**EXERCISE DESCRIPTION**. Down to the last line, repeat the entries exactly and drop any image.

**Natural language region descriptions**.
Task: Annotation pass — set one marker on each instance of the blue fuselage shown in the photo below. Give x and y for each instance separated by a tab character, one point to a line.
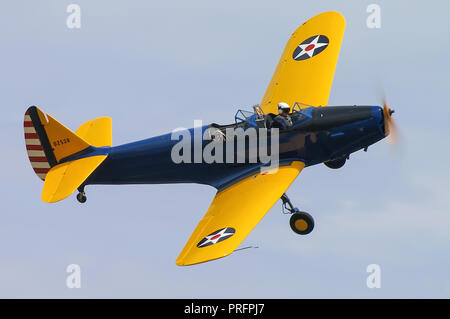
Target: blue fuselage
325	134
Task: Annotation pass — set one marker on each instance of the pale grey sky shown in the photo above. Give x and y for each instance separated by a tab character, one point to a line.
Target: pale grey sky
193	60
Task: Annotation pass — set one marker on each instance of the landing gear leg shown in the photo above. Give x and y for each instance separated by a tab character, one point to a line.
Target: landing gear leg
301	223
81	196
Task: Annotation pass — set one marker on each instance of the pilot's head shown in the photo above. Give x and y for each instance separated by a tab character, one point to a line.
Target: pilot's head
283	108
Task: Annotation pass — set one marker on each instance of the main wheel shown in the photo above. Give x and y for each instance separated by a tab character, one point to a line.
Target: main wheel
302	223
337	163
81	197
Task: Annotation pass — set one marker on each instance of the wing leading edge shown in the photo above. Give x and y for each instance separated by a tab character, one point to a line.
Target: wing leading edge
234	212
306	68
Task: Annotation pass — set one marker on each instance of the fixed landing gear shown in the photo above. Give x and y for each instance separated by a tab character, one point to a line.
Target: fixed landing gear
301	223
81	196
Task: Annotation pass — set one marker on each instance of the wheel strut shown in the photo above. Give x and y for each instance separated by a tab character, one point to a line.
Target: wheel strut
287	205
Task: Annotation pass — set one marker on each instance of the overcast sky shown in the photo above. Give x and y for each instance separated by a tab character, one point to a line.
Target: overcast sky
179	61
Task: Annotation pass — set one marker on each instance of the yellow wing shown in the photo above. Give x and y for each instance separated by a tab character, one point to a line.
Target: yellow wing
234	212
306	68
97	132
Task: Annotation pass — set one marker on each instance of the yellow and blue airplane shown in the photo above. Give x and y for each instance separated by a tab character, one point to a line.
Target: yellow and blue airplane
68	161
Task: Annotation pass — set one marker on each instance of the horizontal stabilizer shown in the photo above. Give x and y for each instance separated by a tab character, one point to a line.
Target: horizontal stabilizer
63	179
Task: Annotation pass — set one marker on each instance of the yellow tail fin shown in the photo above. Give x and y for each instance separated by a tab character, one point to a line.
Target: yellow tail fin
50	146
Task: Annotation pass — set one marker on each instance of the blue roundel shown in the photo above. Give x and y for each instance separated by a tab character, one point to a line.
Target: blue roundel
310	47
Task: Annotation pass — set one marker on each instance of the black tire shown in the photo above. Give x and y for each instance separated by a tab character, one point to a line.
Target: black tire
81	197
337	163
302	223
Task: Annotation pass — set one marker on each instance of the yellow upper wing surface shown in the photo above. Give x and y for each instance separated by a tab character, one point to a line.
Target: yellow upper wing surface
306	68
234	212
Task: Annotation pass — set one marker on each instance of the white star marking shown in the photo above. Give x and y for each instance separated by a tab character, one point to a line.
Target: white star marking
216	237
311	51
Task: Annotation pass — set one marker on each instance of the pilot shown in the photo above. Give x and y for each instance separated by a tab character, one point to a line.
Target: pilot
283	119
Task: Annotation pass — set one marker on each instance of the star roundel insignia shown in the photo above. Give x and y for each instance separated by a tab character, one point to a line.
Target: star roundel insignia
216	237
310	47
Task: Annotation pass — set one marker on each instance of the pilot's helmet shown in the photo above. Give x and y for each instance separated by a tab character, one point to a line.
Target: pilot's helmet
283	108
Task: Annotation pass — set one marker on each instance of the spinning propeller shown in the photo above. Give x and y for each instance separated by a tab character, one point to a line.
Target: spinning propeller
389	125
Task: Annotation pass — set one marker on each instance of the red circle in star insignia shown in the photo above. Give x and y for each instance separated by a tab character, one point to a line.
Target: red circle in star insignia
310	47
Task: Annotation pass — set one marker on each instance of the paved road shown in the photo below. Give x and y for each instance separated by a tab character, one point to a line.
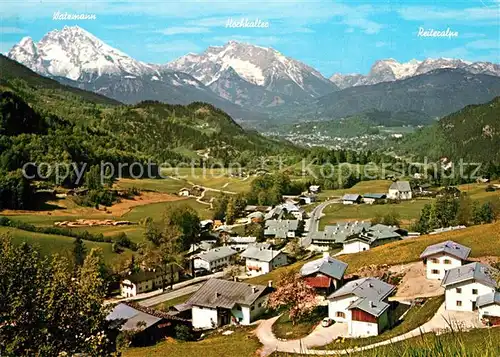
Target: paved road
180	289
313	225
439	323
169	295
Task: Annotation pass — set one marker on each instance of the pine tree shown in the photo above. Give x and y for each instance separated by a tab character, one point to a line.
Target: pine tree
79	252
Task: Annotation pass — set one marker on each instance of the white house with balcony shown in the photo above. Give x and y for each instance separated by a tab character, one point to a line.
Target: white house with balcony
260	260
465	285
400	190
215	258
363	304
220	302
489	307
147	280
441	257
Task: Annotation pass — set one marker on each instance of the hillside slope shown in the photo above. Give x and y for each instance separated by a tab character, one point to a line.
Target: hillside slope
472	134
436	93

**SOLUTION FOR THIS TASK**.
Task: Annotation pass — set one marker on each instance of the blue fuselage shown in the photo below. Give x and y for each instance separated by a tab character, one point to a line.
Target: blue fuselage
325	134
Task: Annotation pass — set one marker on each instance of the pale grey sky shown in the photo above. Give x and y for each instance separated by a tab character, one point to a line.
Target: pale grey sky
193	60
Task: Annotation pass — set one marker on each instance of the landing gear leg shown in the photo above. Give x and y for each instance separated by a tab character, one point to a line.
Target: landing gear leg
301	223
81	196
Task: Annotation pass — set one marker on each instance of the pilot's head shown in the photo above. Give x and y for each instance separated by a tab character, one point to a line.
Target: pilot's head
283	108
Task: Annotation pass — set one marker on each instance of the main wheel shown in the photo above. Give x and y for each instance separated by a tab character, one point to a line.
Target: main wheel
302	223
337	163
81	197
Task: Annotation pass — set one marker on each instance of the wing leading edge shown in the photo above. Give x and y for each instance separated by a tab character, one point to a line.
Target: wing leading edge
234	212
306	68
Task: Annotation pass — set one marker on each instance of the fixed landing gear shown in the photo above. Give x and y for each instance separated by a tab character, one point to a line.
Target: fixed landing gear
301	223
81	196
Task: Annotation pass — set one marker on each instance of the wheel strut shown in the photo above. Give x and y for each instance separated by a tab character, one point to a line.
Target: wheel strut
287	205
Task: Annotation pass — set one marker on each instance of the overcast sky shown in the photo above. Give x and y for each instance separated by a tab character, one point to a line.
Target: overcast sky
179	61
Task: Annotation pass — set one marker on each instance of the yellow wing shown in the photo above. Give x and y for each instance separated by a tab character, one point to a line.
Target: yellow wing
234	212
306	68
97	132
Task: Annotation pass — set one marker on each instance of the yellow and blue airplane shown in the photo above. Give x and y for each instance separated by a tab character, one point to a line.
Target: yellow and blue airplane
68	161
Task: Annotation pass — set one marker on each instance of the horizontal stabilizer shown in the photo above. Give x and y for each instance separated by a tab character, one point to a line.
Target: horizontal stabilizer
63	179
Task: Annotation pass — set one marker on each instance of the yellow tail fin shown in the photo above. Give x and y for each instance separated by a tab character, one point to a line.
Target: yellow tail fin
50	146
Task: Annotation pass — set one marker on each instance of the blue roundel shown in the photo above. Give x and y for each instance separated by a tab character, one point to a line.
Target: blue roundel
310	47
Task: Annotation pass — set one marker on each instance of the black tire shown in the photo above. Give x and y for each instance separated by a tab character, one point to a line.
Target: black tire
81	197
337	163
302	223
Task: Annotation pass — set one marker on each instance of the yellow upper wing surface shown in the photo above. Give x and y for each instance separated by a tab character, one point to a line.
Target: yellow upper wing surface
306	68
234	212
Task: Annotation pass — set one marker on each instance of the white star marking shown in the photo above. Give x and y for each instance separated by a tab character, one point to a line.
Target: white star marking
216	237
311	51
Task: Annotation pass — set one marker on each instance of the pilot shown in the photo above. Give x and y for each instance separated by a tab character, one point to a line.
Target: pilot
283	119
Task: Annotation pass — set one marker on each instance of the star roundel insignia shown in the photo above. Give x and y for each instance separated by a tab character, one point to a line.
Target: star roundel insignia
216	237
310	47
Task: Annotation pass — set one marker on each instance of the pilot's helmet shown in the photo above. Give x and y for each instance separated by a tab character, one point to a line.
Target: pilot's helmet
283	108
Task: Annotation pass — set one marker on each instance of the spinning propeller shown in the photo above. Give x and y for each instance separated by a tab character, one point to a line.
Target: spinning propeller
389	125
Task: Annotation pass — set one marker on each instance of the red circle in star insignia shown in the photo above. Give x and y for each instance separated by a tab character, one point to a line.
Target: red circle in star insignia
310	47
Task: Annotation pass — set one marker on each instance of the paved road shown in the photo below. Give x and y for each instance separated by a tab character, one point to a line.
Target: paved road
180	289
313	225
439	323
169	295
Task: Annotation pass — set one marker on each instance of the pine tree shown in the photo above. Give x and y for each instance separated by a tab character, one point to a line.
Target: pine tree
79	252
Task: Annotation pass — set one marker on each instance of the white house with balcony shown in the photo above. Give x and y for each instance separated by a tab character, one point to a line.
Target: white house with balcony
260	260
465	285
400	190
215	258
363	304
220	302
489	307
147	280
441	257
Task: Annotation pass — set one marker on each instance of the hillside slope shown in the photo above. Give x and y for each instance separated by a tab character, one point to a line.
Target: hillside slope
472	134
436	93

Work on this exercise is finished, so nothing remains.